*Extrait du document:*
Si les entreprises françaises éprouvent tant de difficultés à se positionner par rapport à l'environnement, c'est parce qu'elles restent généralement dans le fonctionnement stérile du " tous pareils " mais, bien sûr, " chacun à sa place ". " Surtout, ne nous mélangeons pas ! " Les Français ne savent pas suffisamment fonctionner " tous ensemble ". Résultat, il existe peu, voire pas, d'intelligence collective dans les organisations.

. Les inconvénients d’une culture du secret

Or, s'il faut maîtriser l'information il ne faut surtout pas en avoir une vision paranoïaque. Entretenir une culture du secret de l'information amène à peu la diffuser, à maintenir à un niveau médiocre la culture économique des Français et à cloisonner de manière verticale les structures des ministères comme des entreprises. Cette culture du secret freine la mobilisation des acteurs autour de projets communs, alors que la façon dont les personnels perçoivent leur organisation est un des grands facteurs d’innovation et de compétitivité.

La collecte, l'interprétation et la diffusion de l'information par les dirigeants dans l'entreprise ou dans la fonction publique sont, en effet, capitales pour mobiliser aujourd'hui des équipes autour de projets communs. Si la France innove moins que l'Italie ou les Etats-Unis, cela tient en partie à cette culture du secret et à une conception du monarchique du pouvoir.

Cette culture du secret n’empêche d’ailleurs pas les journalistes d’investigation de réussir parfois à obtenir d’entreprises ou de ministères des informations qui devraient véritablement rester secrètes et dont la diffusion les met en difficulté. Le paradoxe n’est qu’apparent. Cette perméabilité relative vient de ce que les Français ne considèrent pas suffisamment l'information comme un bien économique qui a un coût. In fine, les Français n’intègrent pas de façon collective que l'information se trouve aujourd'hui au cœur de la performance des entreprises, des territoires et des Etats nations.

Afin de faire évoluer positivement ces pesanteurs culturelles, il faut donc développer en France une démarche d'intelligence économique.

. Que peut apporter l’intelligence économique ?

Qu'est ce que l'intelligence économique ? Il ne s'agit pas de renseignement qui est une collecte d'information spécifique pour une décision qui ne doit être connue que d'une minorité. Au contraire, l'intelligence économique est un processus qui permet par l'identification, la collecte, l'analyse et la diffusion de l'information de constituer des réseaux d'acteurs en vue de réaliser des projets communs, tout en prenant soin de protéger l’information considérée comme sensible.

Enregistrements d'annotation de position
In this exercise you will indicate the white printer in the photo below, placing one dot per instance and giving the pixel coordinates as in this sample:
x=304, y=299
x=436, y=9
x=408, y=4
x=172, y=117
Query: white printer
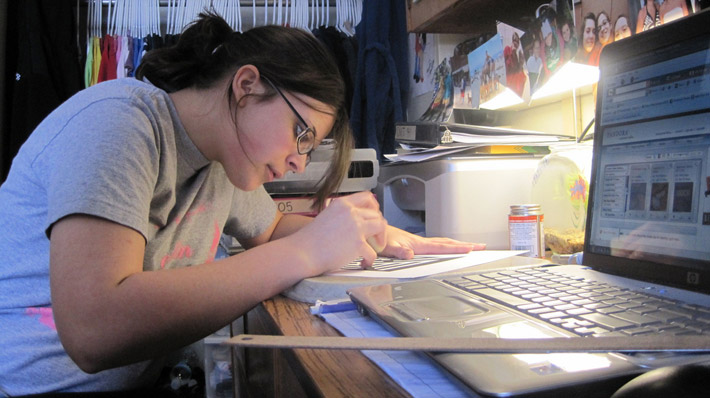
x=459, y=197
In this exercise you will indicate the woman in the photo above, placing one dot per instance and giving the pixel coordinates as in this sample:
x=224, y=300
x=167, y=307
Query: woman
x=113, y=208
x=671, y=10
x=621, y=28
x=590, y=45
x=649, y=16
x=604, y=32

*Tâche à traiter:* Selon l'extrait sur la culture du secret, d'où vient la relative perméabilité qui permet parfois aux journalistes d'investigation d'obtenir des informations censées rester secrètes ? Répondez en une phrase, s'il vous plaît.

*Résultat obtenu:* Elle vient de ce que les Français ne considèrent pas suffisamment l'information comme un bien économique qui a un coût.